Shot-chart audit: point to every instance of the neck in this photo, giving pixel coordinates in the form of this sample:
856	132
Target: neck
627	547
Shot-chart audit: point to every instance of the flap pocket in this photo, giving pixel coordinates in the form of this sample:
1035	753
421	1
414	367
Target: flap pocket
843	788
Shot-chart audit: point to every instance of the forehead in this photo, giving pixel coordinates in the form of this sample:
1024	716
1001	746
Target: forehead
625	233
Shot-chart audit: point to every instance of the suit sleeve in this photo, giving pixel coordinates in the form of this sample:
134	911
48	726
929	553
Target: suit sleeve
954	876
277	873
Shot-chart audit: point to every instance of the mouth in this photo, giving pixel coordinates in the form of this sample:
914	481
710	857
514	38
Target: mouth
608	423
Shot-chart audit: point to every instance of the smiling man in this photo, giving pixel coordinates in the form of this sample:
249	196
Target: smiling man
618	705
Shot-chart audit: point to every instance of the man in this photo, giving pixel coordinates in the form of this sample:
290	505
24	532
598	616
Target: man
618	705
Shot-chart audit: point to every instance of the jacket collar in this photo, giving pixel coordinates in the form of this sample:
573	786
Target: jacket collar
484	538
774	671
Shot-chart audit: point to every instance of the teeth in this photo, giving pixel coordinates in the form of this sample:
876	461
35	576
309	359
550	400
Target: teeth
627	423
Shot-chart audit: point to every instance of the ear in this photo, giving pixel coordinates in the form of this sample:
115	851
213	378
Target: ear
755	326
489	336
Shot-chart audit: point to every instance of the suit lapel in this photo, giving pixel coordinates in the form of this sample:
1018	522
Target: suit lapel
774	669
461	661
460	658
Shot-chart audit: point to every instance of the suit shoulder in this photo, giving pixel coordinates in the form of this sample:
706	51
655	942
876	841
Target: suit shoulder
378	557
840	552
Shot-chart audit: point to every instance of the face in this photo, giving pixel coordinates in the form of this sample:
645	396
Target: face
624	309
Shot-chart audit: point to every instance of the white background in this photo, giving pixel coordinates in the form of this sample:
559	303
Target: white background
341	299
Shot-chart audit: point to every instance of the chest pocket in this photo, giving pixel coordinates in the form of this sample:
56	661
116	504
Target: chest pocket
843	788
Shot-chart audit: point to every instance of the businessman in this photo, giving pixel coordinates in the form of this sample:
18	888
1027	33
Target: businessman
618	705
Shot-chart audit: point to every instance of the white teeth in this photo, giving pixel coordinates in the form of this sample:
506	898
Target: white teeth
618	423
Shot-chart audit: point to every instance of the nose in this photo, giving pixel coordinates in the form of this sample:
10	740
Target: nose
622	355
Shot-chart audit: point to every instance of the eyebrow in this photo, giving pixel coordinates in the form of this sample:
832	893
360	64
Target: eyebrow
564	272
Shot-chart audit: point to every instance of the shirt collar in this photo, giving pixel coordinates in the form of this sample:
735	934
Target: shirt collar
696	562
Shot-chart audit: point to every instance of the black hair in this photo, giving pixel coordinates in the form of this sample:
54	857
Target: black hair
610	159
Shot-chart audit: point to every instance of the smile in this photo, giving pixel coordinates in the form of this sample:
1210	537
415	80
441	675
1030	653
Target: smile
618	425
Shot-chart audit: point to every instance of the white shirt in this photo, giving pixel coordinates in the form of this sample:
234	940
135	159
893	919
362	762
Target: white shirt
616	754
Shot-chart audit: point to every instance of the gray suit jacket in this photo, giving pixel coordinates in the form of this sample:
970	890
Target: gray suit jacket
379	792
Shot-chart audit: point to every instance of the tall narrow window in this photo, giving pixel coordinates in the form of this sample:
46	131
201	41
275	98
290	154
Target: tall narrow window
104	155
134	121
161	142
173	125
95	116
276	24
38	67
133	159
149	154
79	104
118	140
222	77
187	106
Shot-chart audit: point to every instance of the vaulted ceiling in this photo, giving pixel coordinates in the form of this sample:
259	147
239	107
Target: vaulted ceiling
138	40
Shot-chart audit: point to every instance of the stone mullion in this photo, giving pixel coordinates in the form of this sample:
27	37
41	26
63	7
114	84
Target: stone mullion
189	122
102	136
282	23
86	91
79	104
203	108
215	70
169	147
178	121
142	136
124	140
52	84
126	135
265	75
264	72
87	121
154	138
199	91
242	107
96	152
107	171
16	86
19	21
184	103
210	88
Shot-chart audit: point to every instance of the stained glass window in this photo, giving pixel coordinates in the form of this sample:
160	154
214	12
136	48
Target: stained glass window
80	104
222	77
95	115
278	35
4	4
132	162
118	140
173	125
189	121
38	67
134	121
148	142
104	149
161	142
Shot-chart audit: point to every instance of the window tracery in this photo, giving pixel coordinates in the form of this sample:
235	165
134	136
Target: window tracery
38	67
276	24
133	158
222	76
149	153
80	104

--------------------------------

WHAT IS NEEDED: The full listing must be copied exactly, every line included.

WRITTEN ANSWER:
Shot-chart audit: point to every instance of the neck in this photo, giving pixel coordinates in the form of this sample:
856	132
Target: neck
627	547
Shot-chart audit: point to every instance of the flap pocket in this photo, giving pixel coordinates in the form of this sample:
1035	753
421	1
414	367
Target: flap pocket
843	788
Shot-chart audit: point to every instance of the forehead in this photo, giving pixel coordinates in the form of this sample:
1024	716
1001	746
Target: forehead
625	233
Shot-chart audit: point to every instance of the suit sleeve in this photo, giving pixel coordinates in the form of this sample:
134	911
48	726
929	553
Target: suit sleeve
954	876
277	873
Shot-chart audit: point to every instance of the mouth in this photo, giving pixel coordinates in the form of this sample:
914	481
710	857
514	38
Target: mouth
608	423
Shot-chart audit: point to every instance of the smiling man in this photo, giving pixel coordinates in the form of this sample:
249	196
Target: smiling man
618	705
Shot-chart audit: point to every instance of the man in this photo, giving pixel coordinates in the form of this sample:
290	505
24	532
598	616
Target: man
618	705
Shot-chart audit: point to every instance of the jacket collar in this photo, giving pixel coordinates in the form of this sample:
573	786
Target: jacket collar
484	538
774	671
Shot-chart audit: point to every instance of the teeth in this photo, giving pixel coordinates in the form of this sample:
876	461
35	576
309	359
550	400
Target: teeth
627	423
Shot-chart audit: point to every instance of the ear in this photo, giving pixel coordinates in the form of this sample:
115	851
213	378
Target: ear
755	326
489	336
Shot-chart audit: point to every instance of the suit lapel in this photo, giving pixel coordinates in the form of this sample:
1018	522
Target: suit lapel
774	669
461	661
460	658
Shot-chart audit: point to every instance of the suit shoulder in this photo, giving pixel coordinates in the form of this sample:
706	51
655	942
876	841
Target: suit shoulder
378	557
840	552
Shot-chart audit: point to every instance of the face in this photo, giving pixel coordinates in the form of this sample:
645	396
Target: face
624	309
Shot-chart audit: point to every instance of the white background in this photo, giving pixel coordinates in the form of this sample:
559	303
Target: white background
341	299
Shot-chart audit: point to every instance of the chest pocket in this photo, giving pixel coordinates in the form of this sample:
56	661
116	504
Target: chest pocket
843	788
Shot-chart audit: point to every instance of the businessman in this photo, giving pixel coordinates in the form of this sample:
18	888
1027	33
Target: businessman
618	705
Shot-chart audit: point to every instance of the white teeth in this photo, giving pixel coordinates in the form of this sample:
506	898
Target: white teeth
618	423
Shot-chart audit: point to every instance of the nose in this photo, giving pixel coordinates in the form of this sample:
10	740
Target: nose
622	355
Shot-chart audit: point to every instance of the eyebrow in this photo, giving pixel coordinates in the form of this sample:
832	893
360	64
Target: eyebrow
564	272
Shot-chart audit: point to every instance of the shirt collar in this photo, giving pixel coordinates in the form of this sample:
735	934
Target: shirt collar
696	562
Shot-chart audit: point to every instance of the black hair in this photo, giving pixel coordinates in the form of this sample:
54	857
Target: black hair
610	159
Shot-chart audit: point to every instance of the smile in this photo, giving pixel coordinates in the form of this sample:
1210	537
415	80
441	675
1030	653
Target: smile
618	425
Shot-chart audit: point to every instance of the white shirt in this photo, giving pixel coordinates in the form of this sample:
234	940
135	159
893	919
362	762
Target: white shirt
616	754
Shot-chart audit: point to every instance of the gray suit jacket in this photo, giving pixel coordinates in the form of this sample:
970	890
Target: gray suit jacket
379	792
Shot-chart audit: point to every instance of the tall narrow window in this photo, giving pixel coordinates in the form of this sample:
46	131
201	41
275	98
290	154
Target: tall narrow window
104	155
134	121
161	142
173	125
95	116
276	24
38	67
133	159
149	154
79	104
118	140
222	77
187	106
Shot-chart audit: point to every instance of the vaulted ceiling in this photo, giving pixel coordinates in the form of this sample:
259	147
239	107
Target: vaulted ceiling
138	40
Shot-chart audit: point to every instance of the stone mullion in this photo, giving pixel coordinates in the form of this sample:
27	37
41	26
63	7
114	84
Target: stone mullion
189	122
102	136
282	23
86	91
79	104
203	108
215	70
169	147
178	121
142	136
124	140
52	84
126	135
265	75
264	72
87	121
154	138
199	91
242	107
96	152
107	171
16	86
19	21
184	103
210	88
Shot-chart audit: point to every instance of the stained glass window in this photo, giving pixel coordinates in the form of this sample:
160	154
214	12
136	48
Target: stained glass window
80	104
222	77
95	115
278	35
4	4
132	162
118	140
173	125
189	121
38	67
134	121
148	142
104	149
161	142
Shot-chart audit: point to every instance of the window tracery in this photo, giving pixel coordinates in the form of this sample:
235	165
134	136
Target: window tracery
38	67
276	24
133	158
222	76
149	153
80	104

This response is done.